Copy the whole passage about Leonard's letters word for word.

▶ Extract to read
__________

How many times did Leonard say to me, write to me, that he would love to show me the Labrador, that he wished he could take me to visit his seagoing friend in Nova Scotia who was building a yacht, that he could take me back to the places he’d been. They are countless, and I know this because you can do it all on the computer, right? Go into the manuscript and find them, and count them.
In the precious twenty-two years of his life that I knew him, he wrote about 7000 pages of letters, to me. He wrote thousands to other friends, but I think our connection was so close that he wrote more to me than to any one other person.
Now I am taking him home, not to the Labrador this time, but to where he went to secondary school in St. John’s, to Nova Scotia, to Fogo island where his father was born. If Len had had his preferences in life, one of them would have been never to leave the Maritimes; another would have been to have had a life on the sea.
Arctic Twilight is edited from the first four thousand pages he wrote me. Three thousand of those pages were of his family whom I knew, and who knew me. I heard of each new tooth a grandchild had struggled with, of a daughter’s gardens, of his wife Muriel’s Alzheimer disease.
The other thousand were of everything else he loved, mostly the people he treasured, native people he called, as they did back then, Indians and Eskimos; seagoing men, and women. he thought women were much higher in the scheme of things than men. He wrote of his Arctic postings with The Hudson’s Bay Company, of animals, of dogs and ospreys and owls and whales and seals. Goats. An early reader said his writing was magical, that once you get into it, you can’t put it down.
Unofficially he started working for the Company when he was twelve, behind the counter in North West River, Labrador, and driving nurses and doctors by dog team to distant locations on the Labrador. His official start was at Cartwright when he was 18 years old.
It’s a wonderful photo, isn’t it, Len at 18; it was once on the cover of Them Days Magazine as he often wrote for this oral history publication and was close to editor Doris Saunders. (He wrote many, many letters to her too, of course.)
So I will bring Leonard and his writings to Newfoundland and to Nova Scotia, reading in five libraries and several other venues. I could read for weeks never stopping, as although I’ve been taking him to places like Whitehorse lately, his writing is always alive to me, and I find it hard to stop reading his words aloud when the audience still seems to want more.

__________

▶ Data shown
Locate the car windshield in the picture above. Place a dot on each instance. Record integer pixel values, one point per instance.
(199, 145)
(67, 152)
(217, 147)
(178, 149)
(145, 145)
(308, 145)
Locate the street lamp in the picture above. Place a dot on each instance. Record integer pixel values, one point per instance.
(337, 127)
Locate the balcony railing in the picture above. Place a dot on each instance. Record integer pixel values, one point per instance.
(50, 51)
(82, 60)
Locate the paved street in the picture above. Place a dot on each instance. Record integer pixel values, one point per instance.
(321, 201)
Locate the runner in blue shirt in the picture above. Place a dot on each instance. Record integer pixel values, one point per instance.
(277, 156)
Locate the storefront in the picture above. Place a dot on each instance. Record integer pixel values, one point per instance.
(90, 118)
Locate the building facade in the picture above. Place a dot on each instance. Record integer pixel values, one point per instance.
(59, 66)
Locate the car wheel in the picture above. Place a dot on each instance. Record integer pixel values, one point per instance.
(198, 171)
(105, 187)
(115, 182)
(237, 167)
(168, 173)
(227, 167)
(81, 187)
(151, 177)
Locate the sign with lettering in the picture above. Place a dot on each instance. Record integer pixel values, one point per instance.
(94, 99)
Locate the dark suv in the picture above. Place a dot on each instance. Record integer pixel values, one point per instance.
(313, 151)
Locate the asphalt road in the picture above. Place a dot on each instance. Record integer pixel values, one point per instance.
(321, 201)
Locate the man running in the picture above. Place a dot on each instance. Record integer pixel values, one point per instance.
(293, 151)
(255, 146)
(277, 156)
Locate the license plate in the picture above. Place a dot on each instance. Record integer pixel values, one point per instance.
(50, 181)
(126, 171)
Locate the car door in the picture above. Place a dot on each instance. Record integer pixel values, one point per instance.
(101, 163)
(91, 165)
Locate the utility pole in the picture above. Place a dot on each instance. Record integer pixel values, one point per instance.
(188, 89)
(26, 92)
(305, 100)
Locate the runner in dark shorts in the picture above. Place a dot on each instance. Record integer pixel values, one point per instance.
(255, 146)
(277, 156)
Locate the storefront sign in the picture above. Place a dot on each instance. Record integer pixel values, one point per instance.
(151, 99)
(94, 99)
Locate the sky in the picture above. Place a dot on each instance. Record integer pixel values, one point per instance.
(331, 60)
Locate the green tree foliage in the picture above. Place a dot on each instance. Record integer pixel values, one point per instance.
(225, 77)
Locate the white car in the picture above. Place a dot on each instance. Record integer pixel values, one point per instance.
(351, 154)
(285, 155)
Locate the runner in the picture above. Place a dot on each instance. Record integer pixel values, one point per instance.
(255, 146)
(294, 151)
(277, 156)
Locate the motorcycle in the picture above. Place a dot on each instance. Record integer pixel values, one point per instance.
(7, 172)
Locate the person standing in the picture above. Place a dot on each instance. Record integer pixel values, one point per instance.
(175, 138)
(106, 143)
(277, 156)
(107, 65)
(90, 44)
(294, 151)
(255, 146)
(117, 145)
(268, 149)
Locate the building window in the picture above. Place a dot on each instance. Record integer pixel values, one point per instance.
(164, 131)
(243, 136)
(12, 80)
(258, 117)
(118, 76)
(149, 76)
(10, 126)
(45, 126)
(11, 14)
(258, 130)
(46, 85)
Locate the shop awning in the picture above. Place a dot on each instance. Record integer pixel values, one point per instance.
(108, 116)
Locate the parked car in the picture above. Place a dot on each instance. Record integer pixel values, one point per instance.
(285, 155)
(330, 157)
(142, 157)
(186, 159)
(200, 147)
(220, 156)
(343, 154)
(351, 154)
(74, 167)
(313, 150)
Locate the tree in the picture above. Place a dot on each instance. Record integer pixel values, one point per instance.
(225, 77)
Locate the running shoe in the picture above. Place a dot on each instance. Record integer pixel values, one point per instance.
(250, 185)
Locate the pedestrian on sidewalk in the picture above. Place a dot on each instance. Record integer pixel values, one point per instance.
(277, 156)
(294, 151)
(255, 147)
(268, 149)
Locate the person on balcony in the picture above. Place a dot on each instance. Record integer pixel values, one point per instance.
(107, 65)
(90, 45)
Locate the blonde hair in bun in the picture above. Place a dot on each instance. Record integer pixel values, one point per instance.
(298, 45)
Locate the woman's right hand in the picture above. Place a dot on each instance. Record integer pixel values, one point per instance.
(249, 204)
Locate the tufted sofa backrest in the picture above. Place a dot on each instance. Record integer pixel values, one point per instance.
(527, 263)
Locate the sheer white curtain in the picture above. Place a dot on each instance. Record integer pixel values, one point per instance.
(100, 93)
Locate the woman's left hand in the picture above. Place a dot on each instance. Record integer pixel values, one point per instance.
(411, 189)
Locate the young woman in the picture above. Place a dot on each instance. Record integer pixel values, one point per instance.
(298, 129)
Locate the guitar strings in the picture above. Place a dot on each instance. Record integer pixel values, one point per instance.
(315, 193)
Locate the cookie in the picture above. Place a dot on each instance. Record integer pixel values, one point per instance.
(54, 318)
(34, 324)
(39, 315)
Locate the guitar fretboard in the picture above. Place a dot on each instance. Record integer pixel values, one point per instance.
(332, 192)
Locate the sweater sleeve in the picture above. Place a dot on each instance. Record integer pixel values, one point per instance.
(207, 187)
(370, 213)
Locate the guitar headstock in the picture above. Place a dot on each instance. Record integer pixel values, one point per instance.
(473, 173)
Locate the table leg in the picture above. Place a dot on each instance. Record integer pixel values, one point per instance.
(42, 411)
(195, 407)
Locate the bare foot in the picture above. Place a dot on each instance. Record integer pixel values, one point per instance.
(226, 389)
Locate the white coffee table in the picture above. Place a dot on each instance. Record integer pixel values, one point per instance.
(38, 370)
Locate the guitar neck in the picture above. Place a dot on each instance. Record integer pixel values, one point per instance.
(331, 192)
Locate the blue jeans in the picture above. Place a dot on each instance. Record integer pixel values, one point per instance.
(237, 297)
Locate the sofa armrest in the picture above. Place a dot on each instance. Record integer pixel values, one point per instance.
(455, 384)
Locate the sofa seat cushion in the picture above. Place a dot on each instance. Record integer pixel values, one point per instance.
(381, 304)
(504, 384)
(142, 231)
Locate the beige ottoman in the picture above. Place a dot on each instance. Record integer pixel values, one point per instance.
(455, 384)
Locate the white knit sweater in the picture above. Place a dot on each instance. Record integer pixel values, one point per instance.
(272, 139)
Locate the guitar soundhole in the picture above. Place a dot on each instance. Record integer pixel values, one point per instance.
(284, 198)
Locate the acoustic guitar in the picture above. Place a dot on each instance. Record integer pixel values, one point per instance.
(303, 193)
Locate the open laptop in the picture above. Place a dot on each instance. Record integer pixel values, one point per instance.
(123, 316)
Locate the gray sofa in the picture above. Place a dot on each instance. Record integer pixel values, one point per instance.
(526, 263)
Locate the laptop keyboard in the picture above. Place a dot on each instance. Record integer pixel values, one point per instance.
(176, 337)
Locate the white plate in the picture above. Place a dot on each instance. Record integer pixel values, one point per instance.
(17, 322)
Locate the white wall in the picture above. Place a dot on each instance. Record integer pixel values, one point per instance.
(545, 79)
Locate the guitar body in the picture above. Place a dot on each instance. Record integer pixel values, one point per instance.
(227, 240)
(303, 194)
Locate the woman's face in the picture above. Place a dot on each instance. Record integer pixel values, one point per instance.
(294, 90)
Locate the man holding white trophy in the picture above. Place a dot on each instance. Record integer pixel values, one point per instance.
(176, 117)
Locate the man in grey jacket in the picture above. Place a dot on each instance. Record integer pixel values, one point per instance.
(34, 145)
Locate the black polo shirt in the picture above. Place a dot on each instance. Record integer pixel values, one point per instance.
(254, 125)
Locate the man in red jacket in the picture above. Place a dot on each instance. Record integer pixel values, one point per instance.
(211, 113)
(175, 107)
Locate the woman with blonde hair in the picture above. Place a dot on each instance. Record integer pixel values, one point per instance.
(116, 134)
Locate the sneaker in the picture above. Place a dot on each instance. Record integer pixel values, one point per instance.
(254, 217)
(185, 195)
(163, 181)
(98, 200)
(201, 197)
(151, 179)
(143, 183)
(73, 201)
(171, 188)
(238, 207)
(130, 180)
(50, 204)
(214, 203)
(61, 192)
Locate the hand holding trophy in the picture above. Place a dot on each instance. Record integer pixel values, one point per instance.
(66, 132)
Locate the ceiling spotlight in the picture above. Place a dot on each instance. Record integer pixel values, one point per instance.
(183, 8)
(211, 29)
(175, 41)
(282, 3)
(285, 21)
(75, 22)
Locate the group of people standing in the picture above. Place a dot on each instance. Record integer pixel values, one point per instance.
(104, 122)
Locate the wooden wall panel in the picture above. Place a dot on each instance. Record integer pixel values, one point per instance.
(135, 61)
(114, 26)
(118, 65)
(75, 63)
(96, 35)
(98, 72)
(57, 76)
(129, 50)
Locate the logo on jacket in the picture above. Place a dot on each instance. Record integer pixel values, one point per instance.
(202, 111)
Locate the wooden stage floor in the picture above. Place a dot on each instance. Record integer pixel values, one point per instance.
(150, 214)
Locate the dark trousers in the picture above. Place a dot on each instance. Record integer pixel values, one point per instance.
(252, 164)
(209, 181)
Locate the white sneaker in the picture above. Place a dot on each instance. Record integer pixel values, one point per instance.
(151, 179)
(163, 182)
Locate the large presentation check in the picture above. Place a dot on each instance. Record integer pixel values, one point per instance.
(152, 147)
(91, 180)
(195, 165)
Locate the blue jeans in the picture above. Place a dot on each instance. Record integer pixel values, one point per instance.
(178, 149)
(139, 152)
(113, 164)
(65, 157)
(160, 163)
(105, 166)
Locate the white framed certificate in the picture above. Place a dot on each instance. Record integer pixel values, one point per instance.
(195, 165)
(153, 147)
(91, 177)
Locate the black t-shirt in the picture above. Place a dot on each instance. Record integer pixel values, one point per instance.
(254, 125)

__________

▶ Solution below
How many times did Leonard say to me, write to me, that he would love to show me the Labrador, that he wished he could take me to visit his seagoing friend in Nova Scotia who was building a yacht, that he could take me back to the places he’d been. They are countless, and I know this because you can do it all on the computer, right? Go into the manuscript and find them, and count them.
In the precious twenty-two years of his life that I knew him, he wrote about 7000 pages of letters, to me. He wrote thousands to other friends, but I think our connection was so close that he wrote more to me than to any one other person.
Now I am taking him home, not to the Labrador this time, but to where he went to secondary school in St. John’s, to Nova Scotia, to Fogo island where his father was born. If Len had had his preferences in life, one of them would have been never to leave the Maritimes; another would have been to have had a life on the sea.
Arctic Twilight is edited from the first four thousand pages he wrote me. Three thousand of those pages were of his family whom I knew, and who knew me. I heard of each new tooth a grandchild had struggled with, of a daughter’s gardens, of his wife Muriel’s Alzheimer disease.
The other thousand were of everything else he loved, mostly the people he treasured, native people he called, as they did back then, Indians and Eskimos; seagoing men, and women. he thought women were much higher in the scheme of things than men. He wrote of his Arctic postings with The Hudson’s Bay Company, of animals, of dogs and ospreys and owls and whales and seals. Goats. An early reader said his writing was magical, that once you get into it, you can’t put it down.
Unofficially he started working for the Company when he was twelve, behind the counter in North West River, Labrador, and driving nurses and doctors by dog team to distant locations on the Labrador. His official start was at Cartwright when he was 18 years old.
It’s a wonderful photo, isn’t it, Len at 18; it was once on the cover of Them Days Magazine as he often wrote for this oral history publication and was close to editor Doris Saunders. (He wrote many, many letters to her too, of course.)
So I will bring Leonard and his writings to Newfoundland and to Nova Scotia, reading in five libraries and several other venues. I could read for weeks never stopping, as although I’ve been taking him to places like Whitehorse lately, his writing is always alive to me, and I find it hard to stop reading his words aloud when the audience still seems to want more.